THE REQUEST: Please rewrite the material below as a two-column CSV headed input and output. Give one row for each text with its answer: the text goes in input and its complete answer goes in output. Put each field in quotes, turn line breaks into spaces, and leave out the pictures.

EXTRACTED INFORMATION:
========
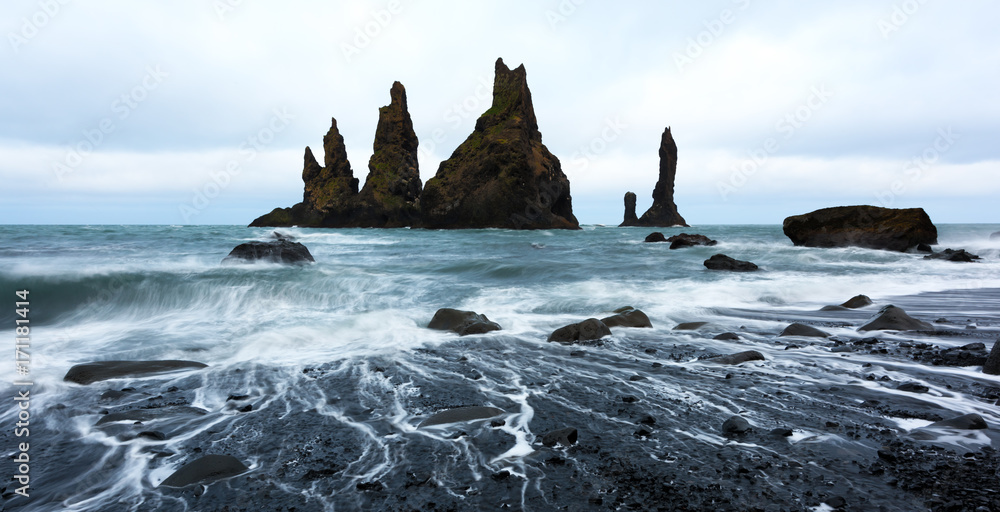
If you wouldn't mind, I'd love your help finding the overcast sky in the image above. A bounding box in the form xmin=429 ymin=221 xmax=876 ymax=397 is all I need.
xmin=0 ymin=0 xmax=1000 ymax=224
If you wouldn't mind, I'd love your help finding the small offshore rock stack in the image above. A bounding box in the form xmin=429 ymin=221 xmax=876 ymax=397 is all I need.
xmin=621 ymin=126 xmax=687 ymax=227
xmin=420 ymin=59 xmax=580 ymax=229
xmin=250 ymin=82 xmax=420 ymax=228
========
RESPONSE:
input,output
"If you wouldn't mind, I'd love your help finding the overcast sky in the image above. A bounding box in the form xmin=429 ymin=221 xmax=876 ymax=397 is all I need.","xmin=0 ymin=0 xmax=1000 ymax=224"
"If you wouldn't mind, I'd love your help finding the small offshore rock stack in the image above. A bounding box in the form xmin=429 ymin=221 xmax=876 ymax=397 is all I need.","xmin=621 ymin=126 xmax=687 ymax=227 xmin=420 ymin=59 xmax=580 ymax=229 xmin=250 ymin=82 xmax=420 ymax=228"